Pointing dataset records
»»

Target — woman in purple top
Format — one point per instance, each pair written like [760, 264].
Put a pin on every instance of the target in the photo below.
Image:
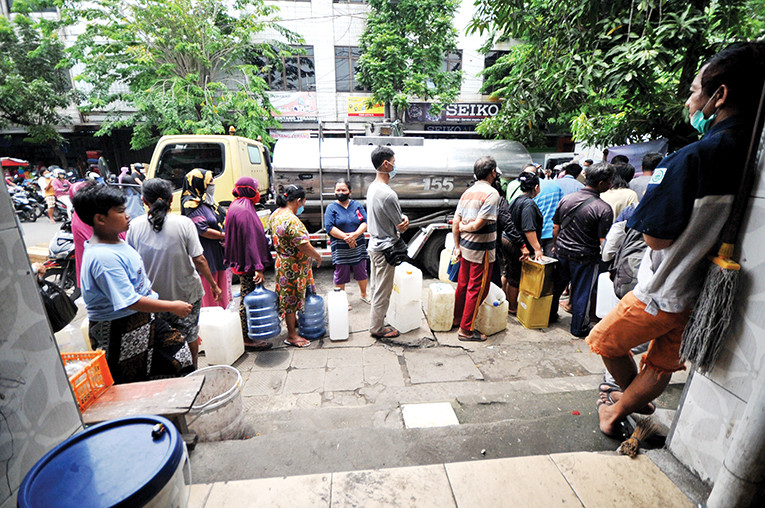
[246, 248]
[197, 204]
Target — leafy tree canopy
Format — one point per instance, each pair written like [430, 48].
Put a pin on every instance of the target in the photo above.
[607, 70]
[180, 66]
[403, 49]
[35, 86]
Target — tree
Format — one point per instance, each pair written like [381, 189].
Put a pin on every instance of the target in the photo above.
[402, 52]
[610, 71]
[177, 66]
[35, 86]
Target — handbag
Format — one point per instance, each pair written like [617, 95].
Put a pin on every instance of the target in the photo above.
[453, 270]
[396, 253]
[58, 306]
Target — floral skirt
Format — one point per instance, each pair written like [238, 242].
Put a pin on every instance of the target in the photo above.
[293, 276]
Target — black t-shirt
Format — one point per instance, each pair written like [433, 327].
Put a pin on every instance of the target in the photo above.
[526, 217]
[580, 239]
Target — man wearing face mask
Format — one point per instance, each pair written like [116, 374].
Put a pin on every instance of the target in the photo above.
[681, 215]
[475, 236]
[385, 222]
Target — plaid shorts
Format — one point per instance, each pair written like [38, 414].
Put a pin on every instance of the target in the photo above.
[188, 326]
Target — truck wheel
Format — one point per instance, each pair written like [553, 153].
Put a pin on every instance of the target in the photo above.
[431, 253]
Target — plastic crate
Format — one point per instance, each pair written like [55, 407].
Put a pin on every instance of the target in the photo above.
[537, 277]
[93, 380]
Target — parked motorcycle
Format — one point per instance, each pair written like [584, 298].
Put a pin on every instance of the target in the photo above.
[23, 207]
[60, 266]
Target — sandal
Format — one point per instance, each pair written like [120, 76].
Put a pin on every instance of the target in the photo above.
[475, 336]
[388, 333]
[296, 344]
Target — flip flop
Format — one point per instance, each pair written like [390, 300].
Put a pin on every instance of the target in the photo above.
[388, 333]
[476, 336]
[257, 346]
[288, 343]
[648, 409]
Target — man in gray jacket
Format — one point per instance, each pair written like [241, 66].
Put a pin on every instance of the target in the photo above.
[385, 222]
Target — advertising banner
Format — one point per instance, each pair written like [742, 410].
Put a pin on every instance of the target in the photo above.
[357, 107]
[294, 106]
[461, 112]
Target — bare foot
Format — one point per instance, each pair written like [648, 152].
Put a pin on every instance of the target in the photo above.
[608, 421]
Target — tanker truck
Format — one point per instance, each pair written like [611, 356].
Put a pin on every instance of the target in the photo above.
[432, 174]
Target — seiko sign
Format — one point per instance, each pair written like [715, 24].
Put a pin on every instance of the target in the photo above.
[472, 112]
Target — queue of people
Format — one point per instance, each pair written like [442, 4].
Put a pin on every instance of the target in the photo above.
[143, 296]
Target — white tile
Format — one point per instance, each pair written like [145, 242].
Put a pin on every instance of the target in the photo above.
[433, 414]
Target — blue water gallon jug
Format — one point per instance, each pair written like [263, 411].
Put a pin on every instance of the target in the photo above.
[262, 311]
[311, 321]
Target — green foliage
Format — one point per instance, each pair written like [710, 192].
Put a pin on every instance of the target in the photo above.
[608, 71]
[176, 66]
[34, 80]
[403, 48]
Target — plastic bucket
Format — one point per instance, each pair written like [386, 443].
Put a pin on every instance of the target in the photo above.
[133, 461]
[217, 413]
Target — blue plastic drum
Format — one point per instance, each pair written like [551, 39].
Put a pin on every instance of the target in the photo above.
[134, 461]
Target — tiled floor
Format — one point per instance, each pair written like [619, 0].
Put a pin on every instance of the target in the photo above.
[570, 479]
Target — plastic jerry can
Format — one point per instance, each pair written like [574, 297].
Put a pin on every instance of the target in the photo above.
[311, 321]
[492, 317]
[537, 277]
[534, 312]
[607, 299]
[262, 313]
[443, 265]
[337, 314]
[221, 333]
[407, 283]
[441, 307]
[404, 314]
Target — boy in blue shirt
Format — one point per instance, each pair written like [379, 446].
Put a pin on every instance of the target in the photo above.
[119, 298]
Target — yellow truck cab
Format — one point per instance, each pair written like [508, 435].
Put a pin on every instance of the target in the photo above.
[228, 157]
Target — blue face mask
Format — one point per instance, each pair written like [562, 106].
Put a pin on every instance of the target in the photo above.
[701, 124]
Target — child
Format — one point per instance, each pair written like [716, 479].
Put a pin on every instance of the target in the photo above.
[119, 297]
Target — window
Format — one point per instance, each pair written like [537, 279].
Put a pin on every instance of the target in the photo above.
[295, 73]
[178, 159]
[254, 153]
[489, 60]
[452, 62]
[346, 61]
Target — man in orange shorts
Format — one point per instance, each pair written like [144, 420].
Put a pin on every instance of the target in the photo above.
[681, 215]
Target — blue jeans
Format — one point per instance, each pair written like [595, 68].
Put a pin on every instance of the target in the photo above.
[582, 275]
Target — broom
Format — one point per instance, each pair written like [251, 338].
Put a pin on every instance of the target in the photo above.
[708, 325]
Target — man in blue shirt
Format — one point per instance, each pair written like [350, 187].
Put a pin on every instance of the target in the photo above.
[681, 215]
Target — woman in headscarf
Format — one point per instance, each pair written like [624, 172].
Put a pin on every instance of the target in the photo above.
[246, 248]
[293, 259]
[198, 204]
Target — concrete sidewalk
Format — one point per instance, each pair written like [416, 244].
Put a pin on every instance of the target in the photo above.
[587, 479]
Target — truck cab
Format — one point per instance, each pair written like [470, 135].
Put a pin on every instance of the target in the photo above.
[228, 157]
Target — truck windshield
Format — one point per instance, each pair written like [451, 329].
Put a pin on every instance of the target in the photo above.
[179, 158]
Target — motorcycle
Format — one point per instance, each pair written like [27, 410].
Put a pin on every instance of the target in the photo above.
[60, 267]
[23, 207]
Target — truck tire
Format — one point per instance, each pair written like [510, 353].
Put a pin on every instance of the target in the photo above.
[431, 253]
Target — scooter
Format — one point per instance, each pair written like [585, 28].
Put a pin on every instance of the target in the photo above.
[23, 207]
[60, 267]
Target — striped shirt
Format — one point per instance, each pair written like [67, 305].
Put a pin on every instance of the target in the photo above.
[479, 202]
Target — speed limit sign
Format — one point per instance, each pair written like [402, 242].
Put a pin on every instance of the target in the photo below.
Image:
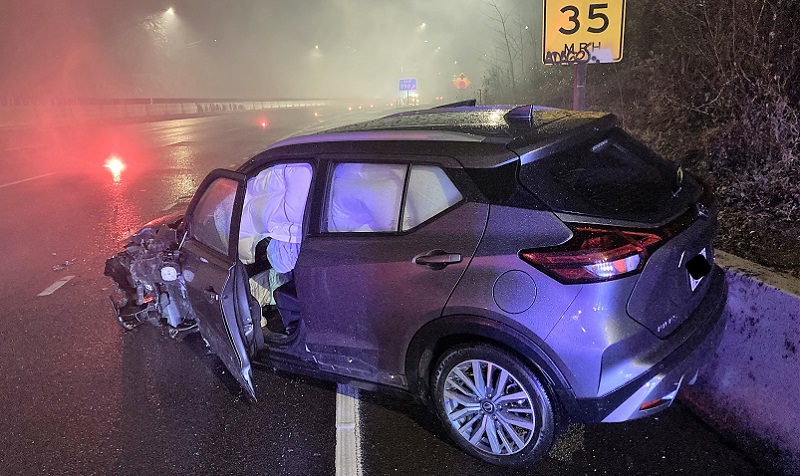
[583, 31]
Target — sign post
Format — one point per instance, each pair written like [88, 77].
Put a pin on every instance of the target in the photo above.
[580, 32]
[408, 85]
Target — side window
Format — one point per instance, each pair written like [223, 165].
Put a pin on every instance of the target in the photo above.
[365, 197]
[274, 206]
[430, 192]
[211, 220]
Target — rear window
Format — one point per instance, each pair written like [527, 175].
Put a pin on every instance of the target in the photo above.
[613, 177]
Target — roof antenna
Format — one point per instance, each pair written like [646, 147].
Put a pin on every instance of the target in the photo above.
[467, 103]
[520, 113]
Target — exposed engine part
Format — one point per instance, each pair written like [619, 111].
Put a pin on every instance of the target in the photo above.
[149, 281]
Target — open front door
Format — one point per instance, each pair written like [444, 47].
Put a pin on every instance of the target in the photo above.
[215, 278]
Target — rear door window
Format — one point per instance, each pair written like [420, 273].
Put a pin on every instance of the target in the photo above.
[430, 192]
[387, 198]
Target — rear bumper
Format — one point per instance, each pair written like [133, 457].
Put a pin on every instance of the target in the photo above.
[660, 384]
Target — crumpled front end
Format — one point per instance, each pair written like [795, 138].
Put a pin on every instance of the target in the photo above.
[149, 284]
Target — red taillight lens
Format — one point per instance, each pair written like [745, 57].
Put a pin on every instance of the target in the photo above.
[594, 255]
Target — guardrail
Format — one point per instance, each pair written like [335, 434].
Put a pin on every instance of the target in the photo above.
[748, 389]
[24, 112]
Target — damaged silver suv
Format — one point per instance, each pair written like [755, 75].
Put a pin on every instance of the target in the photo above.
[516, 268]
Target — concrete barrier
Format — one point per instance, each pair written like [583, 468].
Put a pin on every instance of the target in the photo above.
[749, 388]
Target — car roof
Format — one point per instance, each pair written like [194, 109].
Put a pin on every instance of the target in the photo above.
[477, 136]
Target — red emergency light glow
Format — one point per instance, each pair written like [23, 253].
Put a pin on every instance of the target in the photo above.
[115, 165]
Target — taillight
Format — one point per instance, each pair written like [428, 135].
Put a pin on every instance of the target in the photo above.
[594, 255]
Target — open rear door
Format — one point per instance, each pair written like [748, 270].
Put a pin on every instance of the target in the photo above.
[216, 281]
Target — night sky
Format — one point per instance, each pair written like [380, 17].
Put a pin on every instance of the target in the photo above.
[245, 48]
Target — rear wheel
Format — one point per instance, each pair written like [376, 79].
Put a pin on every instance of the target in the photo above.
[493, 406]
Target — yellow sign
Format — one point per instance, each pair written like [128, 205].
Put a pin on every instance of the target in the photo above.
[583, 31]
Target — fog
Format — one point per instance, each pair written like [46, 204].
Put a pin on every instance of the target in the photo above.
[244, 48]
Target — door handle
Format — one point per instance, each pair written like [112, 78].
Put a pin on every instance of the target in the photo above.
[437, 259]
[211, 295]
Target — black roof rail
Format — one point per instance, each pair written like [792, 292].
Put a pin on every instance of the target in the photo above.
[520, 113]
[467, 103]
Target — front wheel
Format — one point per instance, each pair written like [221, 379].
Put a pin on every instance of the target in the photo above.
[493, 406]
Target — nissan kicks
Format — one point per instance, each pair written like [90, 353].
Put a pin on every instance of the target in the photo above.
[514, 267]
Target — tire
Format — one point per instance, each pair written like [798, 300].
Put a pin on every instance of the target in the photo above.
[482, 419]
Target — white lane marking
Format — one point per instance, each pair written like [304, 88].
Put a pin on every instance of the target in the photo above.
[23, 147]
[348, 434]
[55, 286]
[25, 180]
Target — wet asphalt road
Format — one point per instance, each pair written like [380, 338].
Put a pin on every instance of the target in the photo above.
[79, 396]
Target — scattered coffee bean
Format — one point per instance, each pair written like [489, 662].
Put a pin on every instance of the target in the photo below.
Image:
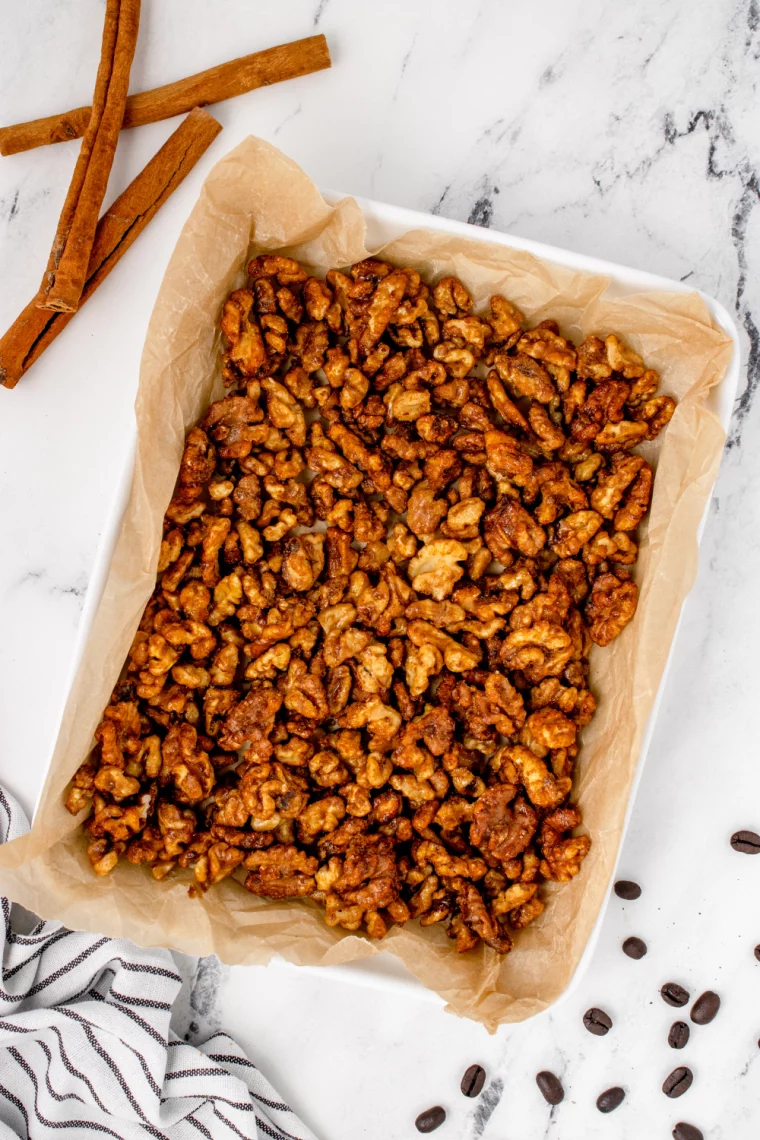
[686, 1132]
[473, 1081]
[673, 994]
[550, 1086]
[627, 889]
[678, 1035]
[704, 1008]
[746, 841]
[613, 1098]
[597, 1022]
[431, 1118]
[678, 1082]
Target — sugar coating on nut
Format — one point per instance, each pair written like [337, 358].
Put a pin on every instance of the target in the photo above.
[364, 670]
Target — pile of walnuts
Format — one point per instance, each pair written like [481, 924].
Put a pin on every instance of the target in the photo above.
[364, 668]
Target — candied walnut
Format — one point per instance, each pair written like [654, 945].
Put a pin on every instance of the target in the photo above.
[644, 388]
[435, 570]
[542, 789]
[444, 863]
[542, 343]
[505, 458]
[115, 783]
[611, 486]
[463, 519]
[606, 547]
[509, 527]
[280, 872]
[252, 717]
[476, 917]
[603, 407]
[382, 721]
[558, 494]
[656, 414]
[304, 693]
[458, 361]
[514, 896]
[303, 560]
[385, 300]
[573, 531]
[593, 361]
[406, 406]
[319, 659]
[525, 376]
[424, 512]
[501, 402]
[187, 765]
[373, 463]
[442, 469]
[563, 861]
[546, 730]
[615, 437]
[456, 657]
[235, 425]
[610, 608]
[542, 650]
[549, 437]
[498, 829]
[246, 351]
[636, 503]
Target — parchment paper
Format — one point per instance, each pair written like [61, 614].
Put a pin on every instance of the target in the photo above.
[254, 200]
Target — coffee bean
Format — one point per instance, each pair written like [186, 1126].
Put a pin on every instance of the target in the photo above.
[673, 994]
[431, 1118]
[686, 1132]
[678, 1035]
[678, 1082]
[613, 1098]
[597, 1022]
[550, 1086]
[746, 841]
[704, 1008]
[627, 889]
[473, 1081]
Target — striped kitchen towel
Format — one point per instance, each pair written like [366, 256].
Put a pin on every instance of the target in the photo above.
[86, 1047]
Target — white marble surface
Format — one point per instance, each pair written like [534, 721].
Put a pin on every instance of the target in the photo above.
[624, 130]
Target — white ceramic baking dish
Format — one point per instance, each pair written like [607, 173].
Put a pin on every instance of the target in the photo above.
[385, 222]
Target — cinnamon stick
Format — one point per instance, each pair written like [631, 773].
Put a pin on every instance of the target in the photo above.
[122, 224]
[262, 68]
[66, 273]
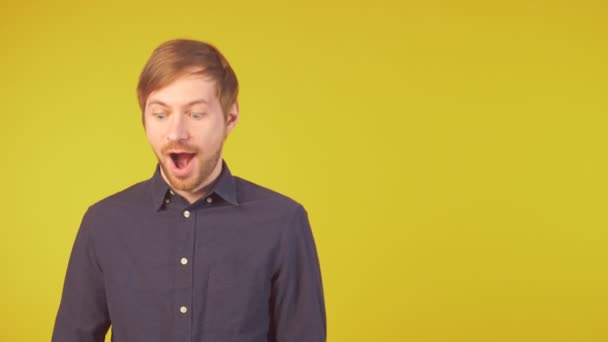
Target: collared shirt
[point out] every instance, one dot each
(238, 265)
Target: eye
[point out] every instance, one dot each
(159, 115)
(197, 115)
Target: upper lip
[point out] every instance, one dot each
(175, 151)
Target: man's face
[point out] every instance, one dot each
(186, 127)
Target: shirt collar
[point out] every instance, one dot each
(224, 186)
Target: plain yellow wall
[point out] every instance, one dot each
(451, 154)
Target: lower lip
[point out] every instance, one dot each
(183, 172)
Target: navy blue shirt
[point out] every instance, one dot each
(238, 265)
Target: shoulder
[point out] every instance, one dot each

««

:: Required work ::
Word for word, please, restate the lines of the listing from the one holding "Target — coffee bean" down to the last line, leaving out any pictures.

:: Answer to this problem ::
Target — coffee bean
Format — one point per instance, each pair written like [186, 1126].
Put a pin on every instance of the target in the photo above.
[673, 994]
[431, 1118]
[686, 1132]
[678, 1035]
[678, 1082]
[613, 1098]
[597, 1022]
[550, 1086]
[746, 841]
[704, 1008]
[627, 889]
[473, 1081]
Target — striped kitchen towel
Format — one point per instance, each pair written like [366, 256].
Put a pin on every instance of the target in the photo above.
[86, 1047]
Target — white marble surface
Format — one point per instance, each pair written like [534, 721].
Put a pin on every instance of the target in the photo above.
[624, 130]
Target — white ceramic baking dish
Format — one point per instance, each pair written like [607, 173].
Put a pin on every instance of the target in the photo above.
[385, 222]
Target — cinnamon stick
Format — one point per instance, each pair written like [631, 773].
Put a pin on every instance of the target in the photo above.
[122, 224]
[262, 68]
[66, 273]
Target: collared shirt
[point out] every instance, one dot each
(238, 265)
Target: eye
[point out] every instance, one dot each
(159, 115)
(197, 115)
Target: upper lip
[point out] every instance, one dot each
(175, 151)
Target: man's face
[point out] every instance, one dot each
(186, 127)
Target: shirt collar
[point out] every instance, one dot each
(224, 186)
Target: plain yellow wall
[point out] every instance, one dot each
(451, 154)
Target: lower lip
[point out] every instance, one dot each
(183, 172)
Target: navy blue shirt
[point out] every instance, one dot each
(238, 265)
Target: shoulder
[point out] every instance, one dot each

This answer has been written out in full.